▶ **Text passage**
start

You can do this with one loop iteration. Storing the longest word(s) as you go.
import java.util.*;
public class Test {
public static void main(String[] args) {
final Collection<String> words = Arrays.asList(
"december", "california", "cat",
"implementation", "incrementation");
final Collection<String> longestWords = findLongestWords(words);
if (longestWords.size() == 1) {
System.out.printf("The longest word is: %s\n", longestWords.iterator().next());
} else if (longestWords.size() > 1) {
System.out.printf("More than one longest word. The longest words are: %s\n", longestWords);
}
}
private static final Collection<String> findLongestWords(final Collection<String> words) {
// using a Set, so that duplicate words are stored only once.
final Set<String> longestWords = new HashSet<>();
// remember the current length of the longest word
int lengthOfLongestWord = Integer.MIN_VALUE;
// iterate over all the words
for (final String word : words) {
// the length of this word is longer than the previously though longest word. clear the list and update the longest length.
if (word.length() > lengthOfLongestWord) {
lengthOfLongestWord = word.length();
longestWords.clear();
}
// the length of this word is currently though to be the longest word, add it to the Set.
if (word.length() == lengthOfLongestWord) {
longestWords.add(word);
}
}
// return an unmodifiable Set containing the longest word(s)

end

▶ **Exercise set**
1) For each statement about the code excerpt, state whether it agrees with the text by answering yes or no, and quote the deciding words: (a) A Set is used so that duplicate words are stored only once. (b) The variable lengthOfLongestWord starts at zero. (c) The approach requires two loop iterations.
2) In the code excerpt, which method is called on longestWords when a word is longer than the current longest length?
3) List every word in the collection that the code excerpt assigns to the variable words.
The material after this sentence is not required.

▶ **Data lines**

start

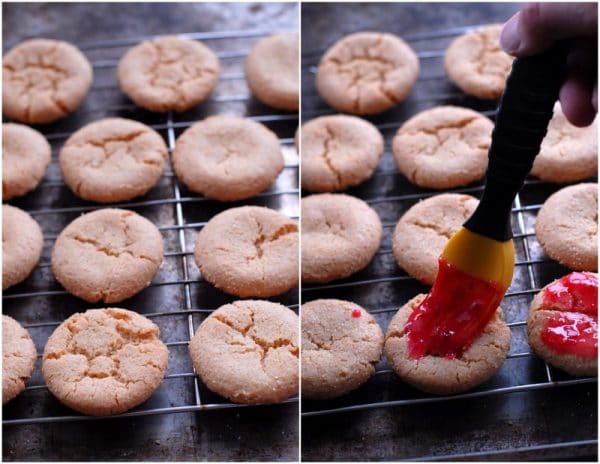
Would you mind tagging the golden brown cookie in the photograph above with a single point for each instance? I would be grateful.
(249, 251)
(476, 63)
(423, 231)
(272, 71)
(112, 159)
(18, 358)
(25, 158)
(227, 158)
(168, 73)
(443, 147)
(338, 152)
(107, 255)
(341, 344)
(104, 361)
(247, 351)
(439, 375)
(44, 80)
(567, 227)
(22, 244)
(340, 236)
(545, 309)
(367, 73)
(568, 153)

end

▶ **Complete answers**
1)
(a) Yes: "using a Set, so that duplicate words are stored only once."
(b) No: "int lengthOfLongestWord = Integer.MIN_VALUE;"
(c) No: "You can do this with one loop iteration."

2) The method clear() is called on longestWords.

3) december, california, cat, implementation, incrementation